From Two to Infinity: What the Second Detection of Gravitational Waves Tells Us About the Future

Last month, scientists in the LIGO and Virgo scientific collaborations announced the second direct detection of gravitational waves, from the orbit and merger of a pair of black holes. The event, named GW151226, arrived in the early morning on the day after Christmas, and has been nicknamed the “Boxing Day event” by the collaborations. With a second event in hand, gravitational wave science has moved beyond the era of sensational first detection, and is evolving into a reliable tool for astronomy and physics.

I recently finished my Fulbright year working at the Virgo gravitational wave observatory outside of Pisa, Italy. The last time Virgo listened for gravitational wave was in 2011, and since then, the instrument has been off-line for a complete upgrade.

At Virgo, I’m part of the team of scientists who are putting the final touches on the upgrade. To borrow a phrase from James Merrill, our job is to make wholeness out of hodgepodge: we’re creating a functional detector from the precision equipment that has been designed and built over the last five years. We plan to have the detector on-line this winter, in time to join the two LIGO observatories in the United States as they listen for gravitational waves.

INFORMATION PROVIDED:
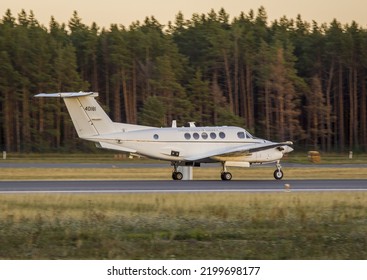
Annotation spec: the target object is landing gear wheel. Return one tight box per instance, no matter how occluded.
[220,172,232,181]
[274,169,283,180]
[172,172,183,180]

ACTIVITY:
Answer each question from the gravitational-wave passage:
1. What nickname did the collaborations give the event GW151226?
2. In what year did Virgo last listen for gravitational waves?
3. When does the team plan to have the Virgo detector on-line?
Use only the gravitational-wave passage; the lines play no part.

RESPONSE BOX:
1. The “Boxing Day event”
2. 2011
3. This winter